The exercise: Rewrite the items below, replacing "pixel coordinates" with "image coordinates" and leaving everything else unchanged. Omit the pictures from your output.

Items from a point annotation set:

________

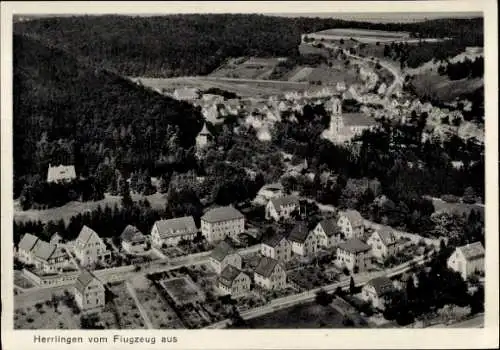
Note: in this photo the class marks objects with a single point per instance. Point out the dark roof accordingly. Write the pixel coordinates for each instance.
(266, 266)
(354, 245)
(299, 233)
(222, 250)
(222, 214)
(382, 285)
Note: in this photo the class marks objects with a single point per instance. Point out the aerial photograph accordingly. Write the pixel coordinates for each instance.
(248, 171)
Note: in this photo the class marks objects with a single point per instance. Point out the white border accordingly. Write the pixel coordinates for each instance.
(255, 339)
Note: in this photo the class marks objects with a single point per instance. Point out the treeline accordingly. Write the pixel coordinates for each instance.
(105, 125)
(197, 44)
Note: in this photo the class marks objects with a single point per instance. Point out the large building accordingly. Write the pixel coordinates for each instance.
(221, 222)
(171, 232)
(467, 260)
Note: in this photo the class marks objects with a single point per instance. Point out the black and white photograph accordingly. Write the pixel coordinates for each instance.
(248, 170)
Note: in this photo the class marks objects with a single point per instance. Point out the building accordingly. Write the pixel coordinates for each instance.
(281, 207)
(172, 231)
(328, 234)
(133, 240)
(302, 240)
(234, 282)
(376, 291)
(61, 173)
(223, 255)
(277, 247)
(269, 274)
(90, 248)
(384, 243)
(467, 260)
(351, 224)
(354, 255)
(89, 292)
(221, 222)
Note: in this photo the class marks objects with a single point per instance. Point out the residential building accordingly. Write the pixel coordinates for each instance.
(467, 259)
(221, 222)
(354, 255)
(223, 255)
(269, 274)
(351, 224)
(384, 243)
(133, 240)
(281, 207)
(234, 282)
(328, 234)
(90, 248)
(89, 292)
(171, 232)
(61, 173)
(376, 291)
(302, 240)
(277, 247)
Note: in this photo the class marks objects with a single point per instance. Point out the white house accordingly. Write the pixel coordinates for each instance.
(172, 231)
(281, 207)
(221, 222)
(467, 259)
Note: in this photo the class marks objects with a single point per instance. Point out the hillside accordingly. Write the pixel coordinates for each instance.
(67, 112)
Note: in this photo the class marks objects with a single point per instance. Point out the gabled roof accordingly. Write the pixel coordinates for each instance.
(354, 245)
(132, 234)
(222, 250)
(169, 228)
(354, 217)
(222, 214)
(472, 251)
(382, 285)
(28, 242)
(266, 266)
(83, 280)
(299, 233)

________

Full answer:
Note: in this photo the class marks objects with a single point per instance. Point out the dark roof accordingly. Write the image coordinates for each instance.
(266, 266)
(354, 245)
(299, 233)
(222, 250)
(222, 214)
(382, 285)
Note: in this photo the class marks objects with a single point per instance. Point out the aerial photograph accordingly. Write the image coordinates for each instance.
(248, 171)
Note: in this photo the class marks objects with a single point per instance. Point out the white border accordingly. Write the image coordinates for each instance.
(255, 339)
Note: in this photo the class marks objects with a single point per instance. Point out the treeline accordingly. Write the image coordinates for each instance.
(105, 125)
(197, 44)
Note: in this photo the class marks objects with a single point per instance. Point out the large building accordingly. Write the image coordinates for each instance.
(221, 222)
(171, 232)
(467, 260)
Note: in this photo the class marks objects with a single point per instance. Point out the black and white photograph accordingly. Write the image coordinates for each instance.
(248, 170)
Note: in this photo the class marks objects with a single point per instance. Point out the building accordingly. Write the image coordinates for each instance.
(281, 207)
(172, 231)
(328, 234)
(133, 240)
(302, 240)
(234, 282)
(376, 291)
(61, 173)
(223, 255)
(277, 247)
(269, 274)
(90, 248)
(384, 243)
(467, 260)
(351, 224)
(354, 255)
(89, 292)
(221, 222)
Note: in this photo the class marks objects with a single point per instance. Point out the residential building accordingly. Write the image coordinates for each instance.
(467, 259)
(221, 222)
(354, 255)
(223, 255)
(269, 274)
(351, 224)
(384, 243)
(133, 240)
(281, 207)
(234, 282)
(328, 234)
(90, 248)
(89, 292)
(171, 232)
(61, 173)
(376, 291)
(302, 240)
(277, 247)
Note: in this photo the class marks objects with a single point per instance. Point out the white house accordingly. Write the image coordinates for each instance.
(172, 231)
(281, 207)
(221, 222)
(467, 259)
Note: in this photo the class marks objects with a single point per instance. Point out the hillside accordingly. Write the image coordinates for each instance.
(67, 112)
Note: in this photo the class marks objects with a single point per instance. Point out the gabled roof accordingly. Write the image coordinates for each instance.
(354, 245)
(132, 234)
(222, 250)
(169, 228)
(354, 217)
(222, 214)
(472, 251)
(382, 285)
(28, 242)
(266, 266)
(83, 280)
(299, 233)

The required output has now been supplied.